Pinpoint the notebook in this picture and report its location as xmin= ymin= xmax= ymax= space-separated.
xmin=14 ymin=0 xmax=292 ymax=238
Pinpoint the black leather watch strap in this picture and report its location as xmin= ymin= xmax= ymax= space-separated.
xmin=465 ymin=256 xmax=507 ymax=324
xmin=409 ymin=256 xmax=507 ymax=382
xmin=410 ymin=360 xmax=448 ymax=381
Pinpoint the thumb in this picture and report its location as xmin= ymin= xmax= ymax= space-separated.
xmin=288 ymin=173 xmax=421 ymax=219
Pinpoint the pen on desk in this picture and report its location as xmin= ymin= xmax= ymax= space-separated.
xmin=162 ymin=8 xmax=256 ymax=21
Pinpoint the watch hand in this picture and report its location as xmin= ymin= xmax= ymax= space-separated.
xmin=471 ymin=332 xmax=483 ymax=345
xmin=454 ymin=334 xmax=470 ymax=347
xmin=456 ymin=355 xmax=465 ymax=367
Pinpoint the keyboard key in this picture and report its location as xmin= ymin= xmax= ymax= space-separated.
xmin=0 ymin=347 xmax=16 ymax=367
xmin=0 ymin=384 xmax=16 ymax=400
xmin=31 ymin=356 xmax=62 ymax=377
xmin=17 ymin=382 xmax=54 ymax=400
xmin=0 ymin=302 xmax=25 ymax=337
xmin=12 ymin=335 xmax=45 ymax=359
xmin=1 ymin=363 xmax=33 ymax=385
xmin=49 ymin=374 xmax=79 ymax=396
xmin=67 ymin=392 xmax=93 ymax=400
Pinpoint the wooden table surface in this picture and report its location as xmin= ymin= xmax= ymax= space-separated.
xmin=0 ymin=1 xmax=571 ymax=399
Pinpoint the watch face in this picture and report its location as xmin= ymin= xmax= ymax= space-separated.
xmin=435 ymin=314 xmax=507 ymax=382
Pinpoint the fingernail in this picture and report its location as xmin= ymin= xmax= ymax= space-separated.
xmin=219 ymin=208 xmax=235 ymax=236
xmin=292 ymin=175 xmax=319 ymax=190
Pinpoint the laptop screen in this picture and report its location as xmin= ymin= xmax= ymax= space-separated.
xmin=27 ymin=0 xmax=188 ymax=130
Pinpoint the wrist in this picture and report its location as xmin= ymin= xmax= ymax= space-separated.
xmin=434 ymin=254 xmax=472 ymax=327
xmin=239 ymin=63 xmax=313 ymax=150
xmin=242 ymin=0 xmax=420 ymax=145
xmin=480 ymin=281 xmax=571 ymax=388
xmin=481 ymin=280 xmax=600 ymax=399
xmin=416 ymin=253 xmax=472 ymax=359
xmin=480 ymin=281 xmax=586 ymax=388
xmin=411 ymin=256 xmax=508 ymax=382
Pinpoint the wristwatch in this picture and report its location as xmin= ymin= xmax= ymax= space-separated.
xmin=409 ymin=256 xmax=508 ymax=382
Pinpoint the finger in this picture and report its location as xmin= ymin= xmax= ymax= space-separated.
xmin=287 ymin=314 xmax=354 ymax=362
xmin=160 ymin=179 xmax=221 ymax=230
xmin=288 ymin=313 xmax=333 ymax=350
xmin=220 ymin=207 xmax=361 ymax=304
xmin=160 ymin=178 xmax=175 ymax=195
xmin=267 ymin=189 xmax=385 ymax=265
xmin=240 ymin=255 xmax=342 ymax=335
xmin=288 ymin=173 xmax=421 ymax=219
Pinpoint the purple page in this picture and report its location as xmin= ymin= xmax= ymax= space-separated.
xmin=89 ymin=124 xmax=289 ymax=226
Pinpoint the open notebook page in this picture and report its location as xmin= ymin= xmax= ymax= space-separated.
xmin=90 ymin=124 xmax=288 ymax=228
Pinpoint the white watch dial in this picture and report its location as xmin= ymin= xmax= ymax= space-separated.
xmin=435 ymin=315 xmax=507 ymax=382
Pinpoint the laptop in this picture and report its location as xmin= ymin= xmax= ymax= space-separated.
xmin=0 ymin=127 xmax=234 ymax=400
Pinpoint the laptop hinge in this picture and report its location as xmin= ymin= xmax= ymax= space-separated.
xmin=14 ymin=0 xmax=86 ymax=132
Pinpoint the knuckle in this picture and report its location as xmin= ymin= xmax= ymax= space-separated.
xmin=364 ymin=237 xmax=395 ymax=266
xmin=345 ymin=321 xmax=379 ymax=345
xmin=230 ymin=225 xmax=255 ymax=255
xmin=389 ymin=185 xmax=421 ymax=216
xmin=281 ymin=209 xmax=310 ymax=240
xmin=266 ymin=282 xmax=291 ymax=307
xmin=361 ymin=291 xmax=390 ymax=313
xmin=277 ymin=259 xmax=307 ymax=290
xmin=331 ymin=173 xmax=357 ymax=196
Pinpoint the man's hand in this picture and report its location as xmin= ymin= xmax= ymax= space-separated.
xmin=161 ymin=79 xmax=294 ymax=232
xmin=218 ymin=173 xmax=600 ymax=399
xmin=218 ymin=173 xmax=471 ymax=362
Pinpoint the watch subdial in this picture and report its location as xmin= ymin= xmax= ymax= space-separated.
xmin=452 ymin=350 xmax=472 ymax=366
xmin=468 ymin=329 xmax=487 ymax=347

## [Description of the task]
Repeat word for word from the line holding "Pinpoint the knuckle" down to the last line above, including both.

## [Solution for this problem]
Pinpoint the knuckle in this picture and report its location as xmin= ymin= xmax= ymax= space-separated.
xmin=364 ymin=237 xmax=395 ymax=266
xmin=345 ymin=321 xmax=379 ymax=345
xmin=230 ymin=225 xmax=255 ymax=255
xmin=389 ymin=185 xmax=421 ymax=216
xmin=281 ymin=209 xmax=310 ymax=240
xmin=266 ymin=282 xmax=291 ymax=307
xmin=361 ymin=291 xmax=390 ymax=313
xmin=277 ymin=259 xmax=307 ymax=290
xmin=331 ymin=173 xmax=357 ymax=196
Pinpoint the man's hand in this picture and report its location as xmin= ymin= xmax= ymax= space-separated.
xmin=161 ymin=79 xmax=294 ymax=232
xmin=218 ymin=173 xmax=600 ymax=399
xmin=218 ymin=173 xmax=471 ymax=362
Pinpoint the watch subdial in this picture and report its location as xmin= ymin= xmax= ymax= space-separated.
xmin=452 ymin=350 xmax=472 ymax=366
xmin=468 ymin=329 xmax=487 ymax=347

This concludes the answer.